Pick every line out of the entries below that holds the string "sneaker", and report them.

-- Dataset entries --

···

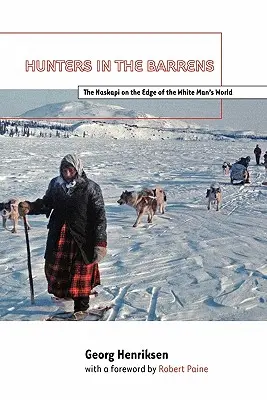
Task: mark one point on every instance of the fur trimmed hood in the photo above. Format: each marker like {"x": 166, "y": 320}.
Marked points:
{"x": 74, "y": 161}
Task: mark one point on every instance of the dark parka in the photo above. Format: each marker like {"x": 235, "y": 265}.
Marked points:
{"x": 81, "y": 207}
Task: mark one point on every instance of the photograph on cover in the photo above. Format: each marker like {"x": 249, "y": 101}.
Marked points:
{"x": 146, "y": 219}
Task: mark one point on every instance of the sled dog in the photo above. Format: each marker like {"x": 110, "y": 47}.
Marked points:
{"x": 226, "y": 168}
{"x": 145, "y": 202}
{"x": 10, "y": 211}
{"x": 214, "y": 196}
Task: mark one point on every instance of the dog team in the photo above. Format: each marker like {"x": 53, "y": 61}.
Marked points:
{"x": 150, "y": 200}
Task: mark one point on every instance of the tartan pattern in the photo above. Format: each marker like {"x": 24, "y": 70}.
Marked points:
{"x": 69, "y": 276}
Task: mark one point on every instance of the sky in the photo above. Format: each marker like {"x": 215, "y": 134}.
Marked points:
{"x": 237, "y": 114}
{"x": 190, "y": 264}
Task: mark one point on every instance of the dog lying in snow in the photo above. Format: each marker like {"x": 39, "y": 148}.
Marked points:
{"x": 9, "y": 210}
{"x": 226, "y": 168}
{"x": 148, "y": 201}
{"x": 214, "y": 196}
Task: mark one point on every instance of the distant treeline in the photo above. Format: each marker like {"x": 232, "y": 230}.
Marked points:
{"x": 33, "y": 128}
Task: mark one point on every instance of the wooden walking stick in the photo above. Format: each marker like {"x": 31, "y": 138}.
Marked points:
{"x": 29, "y": 258}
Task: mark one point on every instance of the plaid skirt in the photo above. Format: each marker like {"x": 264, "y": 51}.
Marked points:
{"x": 69, "y": 276}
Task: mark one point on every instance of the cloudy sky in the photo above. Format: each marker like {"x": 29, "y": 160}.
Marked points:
{"x": 237, "y": 114}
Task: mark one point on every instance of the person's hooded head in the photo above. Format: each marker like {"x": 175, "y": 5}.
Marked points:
{"x": 71, "y": 168}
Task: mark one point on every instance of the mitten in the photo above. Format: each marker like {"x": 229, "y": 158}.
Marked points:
{"x": 99, "y": 253}
{"x": 24, "y": 208}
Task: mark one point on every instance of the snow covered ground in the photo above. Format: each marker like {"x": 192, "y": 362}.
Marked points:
{"x": 190, "y": 264}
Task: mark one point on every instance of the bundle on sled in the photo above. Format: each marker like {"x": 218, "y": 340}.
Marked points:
{"x": 239, "y": 173}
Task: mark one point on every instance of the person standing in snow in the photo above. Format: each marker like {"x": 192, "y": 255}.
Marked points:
{"x": 257, "y": 152}
{"x": 77, "y": 238}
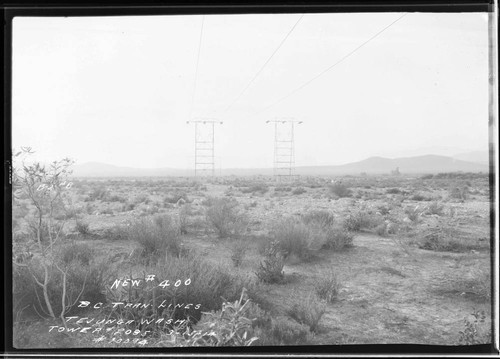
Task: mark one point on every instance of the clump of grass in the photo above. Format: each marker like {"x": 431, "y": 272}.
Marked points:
{"x": 184, "y": 214}
{"x": 176, "y": 197}
{"x": 81, "y": 252}
{"x": 328, "y": 287}
{"x": 298, "y": 191}
{"x": 413, "y": 213}
{"x": 156, "y": 237}
{"x": 83, "y": 228}
{"x": 257, "y": 188}
{"x": 294, "y": 238}
{"x": 475, "y": 331}
{"x": 459, "y": 192}
{"x": 393, "y": 191}
{"x": 338, "y": 238}
{"x": 340, "y": 190}
{"x": 282, "y": 331}
{"x": 382, "y": 229}
{"x": 238, "y": 251}
{"x": 358, "y": 220}
{"x": 225, "y": 218}
{"x": 308, "y": 311}
{"x": 435, "y": 208}
{"x": 446, "y": 239}
{"x": 271, "y": 269}
{"x": 116, "y": 233}
{"x": 321, "y": 217}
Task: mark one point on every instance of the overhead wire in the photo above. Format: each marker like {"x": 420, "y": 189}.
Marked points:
{"x": 197, "y": 66}
{"x": 264, "y": 65}
{"x": 327, "y": 69}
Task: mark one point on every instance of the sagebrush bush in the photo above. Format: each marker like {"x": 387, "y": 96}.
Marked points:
{"x": 359, "y": 220}
{"x": 298, "y": 191}
{"x": 209, "y": 286}
{"x": 338, "y": 238}
{"x": 475, "y": 331}
{"x": 156, "y": 237}
{"x": 176, "y": 197}
{"x": 321, "y": 217}
{"x": 85, "y": 281}
{"x": 271, "y": 269}
{"x": 459, "y": 192}
{"x": 228, "y": 326}
{"x": 238, "y": 250}
{"x": 340, "y": 190}
{"x": 296, "y": 238}
{"x": 413, "y": 213}
{"x": 308, "y": 310}
{"x": 224, "y": 216}
{"x": 282, "y": 331}
{"x": 328, "y": 287}
{"x": 83, "y": 228}
{"x": 446, "y": 239}
{"x": 81, "y": 252}
{"x": 258, "y": 188}
{"x": 435, "y": 208}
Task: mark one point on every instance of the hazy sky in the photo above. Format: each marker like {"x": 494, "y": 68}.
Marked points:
{"x": 119, "y": 90}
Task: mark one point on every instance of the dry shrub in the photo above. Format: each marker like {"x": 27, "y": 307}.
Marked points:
{"x": 338, "y": 238}
{"x": 238, "y": 250}
{"x": 282, "y": 331}
{"x": 340, "y": 190}
{"x": 320, "y": 217}
{"x": 447, "y": 239}
{"x": 308, "y": 311}
{"x": 156, "y": 237}
{"x": 271, "y": 269}
{"x": 328, "y": 287}
{"x": 360, "y": 220}
{"x": 225, "y": 218}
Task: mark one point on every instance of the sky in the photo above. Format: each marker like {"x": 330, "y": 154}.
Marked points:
{"x": 119, "y": 90}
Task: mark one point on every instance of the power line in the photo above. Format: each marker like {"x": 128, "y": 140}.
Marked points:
{"x": 197, "y": 64}
{"x": 329, "y": 68}
{"x": 265, "y": 64}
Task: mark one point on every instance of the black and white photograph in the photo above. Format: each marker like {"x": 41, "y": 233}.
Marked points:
{"x": 275, "y": 180}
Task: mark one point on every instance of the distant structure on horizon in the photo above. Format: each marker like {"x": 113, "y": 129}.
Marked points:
{"x": 284, "y": 148}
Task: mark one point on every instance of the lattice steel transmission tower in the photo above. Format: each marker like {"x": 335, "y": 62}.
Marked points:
{"x": 204, "y": 146}
{"x": 284, "y": 148}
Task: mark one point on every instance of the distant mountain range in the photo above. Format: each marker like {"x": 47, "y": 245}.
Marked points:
{"x": 466, "y": 162}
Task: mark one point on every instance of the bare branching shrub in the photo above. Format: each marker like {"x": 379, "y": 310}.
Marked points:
{"x": 46, "y": 189}
{"x": 271, "y": 269}
{"x": 328, "y": 287}
{"x": 225, "y": 217}
{"x": 309, "y": 311}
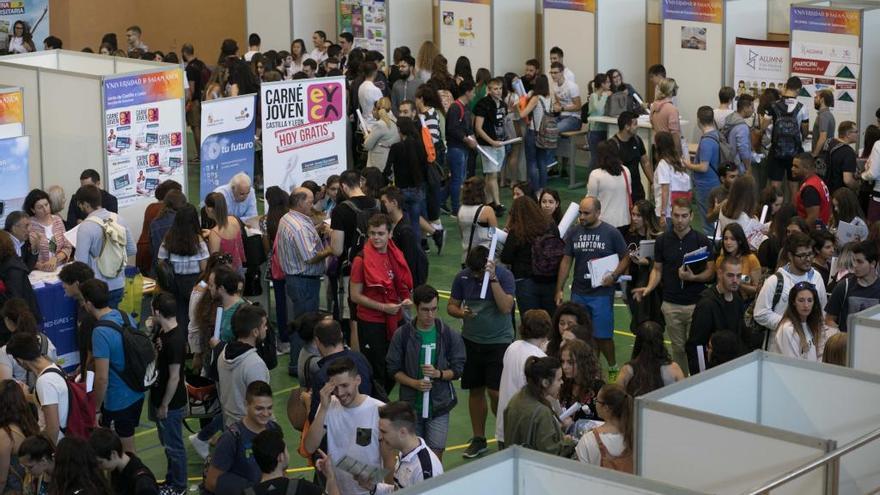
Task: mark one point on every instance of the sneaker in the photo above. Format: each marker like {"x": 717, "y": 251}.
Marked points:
{"x": 439, "y": 237}
{"x": 476, "y": 448}
{"x": 201, "y": 447}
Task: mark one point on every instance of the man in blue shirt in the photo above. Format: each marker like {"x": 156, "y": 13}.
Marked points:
{"x": 240, "y": 198}
{"x": 592, "y": 239}
{"x": 116, "y": 402}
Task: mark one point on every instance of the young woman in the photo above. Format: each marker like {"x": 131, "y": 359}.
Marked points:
{"x": 567, "y": 318}
{"x": 612, "y": 185}
{"x": 526, "y": 224}
{"x": 801, "y": 332}
{"x": 537, "y": 158}
{"x": 381, "y": 135}
{"x": 734, "y": 244}
{"x": 187, "y": 253}
{"x": 529, "y": 420}
{"x": 600, "y": 90}
{"x": 610, "y": 445}
{"x": 643, "y": 226}
{"x": 581, "y": 381}
{"x": 17, "y": 422}
{"x": 671, "y": 179}
{"x": 651, "y": 367}
{"x": 225, "y": 236}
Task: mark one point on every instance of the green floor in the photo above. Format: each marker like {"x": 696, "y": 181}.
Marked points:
{"x": 442, "y": 271}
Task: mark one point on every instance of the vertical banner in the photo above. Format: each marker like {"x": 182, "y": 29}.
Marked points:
{"x": 367, "y": 21}
{"x": 304, "y": 128}
{"x": 228, "y": 126}
{"x": 14, "y": 171}
{"x": 35, "y": 16}
{"x": 11, "y": 112}
{"x": 826, "y": 54}
{"x": 759, "y": 65}
{"x": 144, "y": 133}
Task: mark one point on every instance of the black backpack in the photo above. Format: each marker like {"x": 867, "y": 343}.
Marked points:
{"x": 140, "y": 355}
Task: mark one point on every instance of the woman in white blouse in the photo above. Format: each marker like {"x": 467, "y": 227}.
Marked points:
{"x": 801, "y": 332}
{"x": 611, "y": 184}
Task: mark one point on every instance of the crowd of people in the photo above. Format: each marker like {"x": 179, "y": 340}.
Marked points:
{"x": 757, "y": 222}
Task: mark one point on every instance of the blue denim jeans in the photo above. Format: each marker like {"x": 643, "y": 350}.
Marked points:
{"x": 456, "y": 159}
{"x": 305, "y": 297}
{"x": 170, "y": 431}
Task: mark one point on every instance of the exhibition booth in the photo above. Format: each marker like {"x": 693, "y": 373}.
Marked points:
{"x": 748, "y": 421}
{"x": 520, "y": 471}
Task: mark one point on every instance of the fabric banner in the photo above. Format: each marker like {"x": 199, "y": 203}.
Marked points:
{"x": 228, "y": 126}
{"x": 11, "y": 112}
{"x": 759, "y": 65}
{"x": 304, "y": 130}
{"x": 33, "y": 13}
{"x": 711, "y": 11}
{"x": 144, "y": 132}
{"x": 15, "y": 172}
{"x": 366, "y": 20}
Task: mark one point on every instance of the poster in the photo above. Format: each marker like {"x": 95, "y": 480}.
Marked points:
{"x": 304, "y": 128}
{"x": 15, "y": 173}
{"x": 144, "y": 133}
{"x": 366, "y": 20}
{"x": 228, "y": 126}
{"x": 34, "y": 14}
{"x": 11, "y": 113}
{"x": 760, "y": 65}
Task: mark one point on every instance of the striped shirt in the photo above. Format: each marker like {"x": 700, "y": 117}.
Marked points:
{"x": 298, "y": 241}
{"x": 413, "y": 468}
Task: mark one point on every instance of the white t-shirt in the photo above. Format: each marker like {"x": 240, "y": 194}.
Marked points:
{"x": 677, "y": 181}
{"x": 513, "y": 378}
{"x": 52, "y": 389}
{"x": 345, "y": 426}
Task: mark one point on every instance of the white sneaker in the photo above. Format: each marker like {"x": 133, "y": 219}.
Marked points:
{"x": 201, "y": 447}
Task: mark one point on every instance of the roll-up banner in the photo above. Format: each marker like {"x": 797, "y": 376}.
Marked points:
{"x": 304, "y": 128}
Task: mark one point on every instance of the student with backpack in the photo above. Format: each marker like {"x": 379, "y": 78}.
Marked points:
{"x": 118, "y": 390}
{"x": 103, "y": 243}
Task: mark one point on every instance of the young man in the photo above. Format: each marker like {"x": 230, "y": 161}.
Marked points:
{"x": 232, "y": 466}
{"x": 118, "y": 404}
{"x": 720, "y": 308}
{"x": 489, "y": 114}
{"x": 168, "y": 398}
{"x": 381, "y": 286}
{"x": 799, "y": 253}
{"x": 417, "y": 463}
{"x": 350, "y": 421}
{"x": 425, "y": 357}
{"x": 813, "y": 201}
{"x": 239, "y": 365}
{"x": 487, "y": 330}
{"x": 128, "y": 474}
{"x": 589, "y": 240}
{"x": 403, "y": 235}
{"x": 684, "y": 277}
{"x": 271, "y": 456}
{"x": 51, "y": 387}
{"x": 632, "y": 152}
{"x": 858, "y": 292}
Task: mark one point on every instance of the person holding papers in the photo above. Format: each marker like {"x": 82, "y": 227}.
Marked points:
{"x": 600, "y": 258}
{"x": 684, "y": 260}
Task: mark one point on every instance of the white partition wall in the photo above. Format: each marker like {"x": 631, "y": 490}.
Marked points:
{"x": 464, "y": 28}
{"x": 620, "y": 39}
{"x": 520, "y": 471}
{"x": 571, "y": 25}
{"x": 693, "y": 52}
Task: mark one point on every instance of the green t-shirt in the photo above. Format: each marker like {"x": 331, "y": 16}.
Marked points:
{"x": 429, "y": 341}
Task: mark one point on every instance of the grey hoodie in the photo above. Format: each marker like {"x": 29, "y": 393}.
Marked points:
{"x": 239, "y": 365}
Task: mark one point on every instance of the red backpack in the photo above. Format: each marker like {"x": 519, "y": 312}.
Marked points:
{"x": 80, "y": 408}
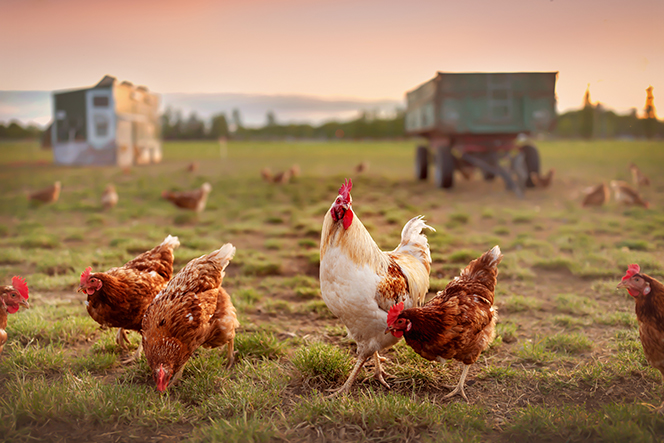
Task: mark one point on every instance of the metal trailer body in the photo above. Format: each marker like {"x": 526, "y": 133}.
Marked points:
{"x": 474, "y": 119}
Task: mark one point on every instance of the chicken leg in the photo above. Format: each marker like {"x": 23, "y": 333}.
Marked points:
{"x": 459, "y": 387}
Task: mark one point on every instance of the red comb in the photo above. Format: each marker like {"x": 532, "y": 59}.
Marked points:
{"x": 394, "y": 313}
{"x": 86, "y": 274}
{"x": 631, "y": 270}
{"x": 344, "y": 190}
{"x": 21, "y": 286}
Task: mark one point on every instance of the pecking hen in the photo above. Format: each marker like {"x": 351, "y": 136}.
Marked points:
{"x": 360, "y": 283}
{"x": 192, "y": 310}
{"x": 11, "y": 297}
{"x": 648, "y": 294}
{"x": 458, "y": 323}
{"x": 119, "y": 297}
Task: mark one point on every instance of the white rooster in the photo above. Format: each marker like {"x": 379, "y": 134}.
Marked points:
{"x": 360, "y": 283}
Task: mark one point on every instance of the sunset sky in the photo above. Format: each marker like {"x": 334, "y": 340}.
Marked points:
{"x": 372, "y": 49}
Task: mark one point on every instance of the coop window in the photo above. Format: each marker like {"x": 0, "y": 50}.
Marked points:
{"x": 101, "y": 127}
{"x": 100, "y": 101}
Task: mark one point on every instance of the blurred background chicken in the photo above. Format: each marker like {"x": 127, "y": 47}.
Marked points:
{"x": 542, "y": 181}
{"x": 11, "y": 298}
{"x": 119, "y": 297}
{"x": 193, "y": 200}
{"x": 648, "y": 294}
{"x": 360, "y": 283}
{"x": 596, "y": 195}
{"x": 638, "y": 178}
{"x": 625, "y": 194}
{"x": 458, "y": 323}
{"x": 192, "y": 310}
{"x": 49, "y": 194}
{"x": 109, "y": 198}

···

-- Answer to this exercise --
Task: mark one point on every instance of the sneaker in the photo above. Format: each marker like {"x": 717, "y": 251}.
Task: mark one point on every instance of the white sneaker in the photo above. Format: each marker like {"x": 133, "y": 219}.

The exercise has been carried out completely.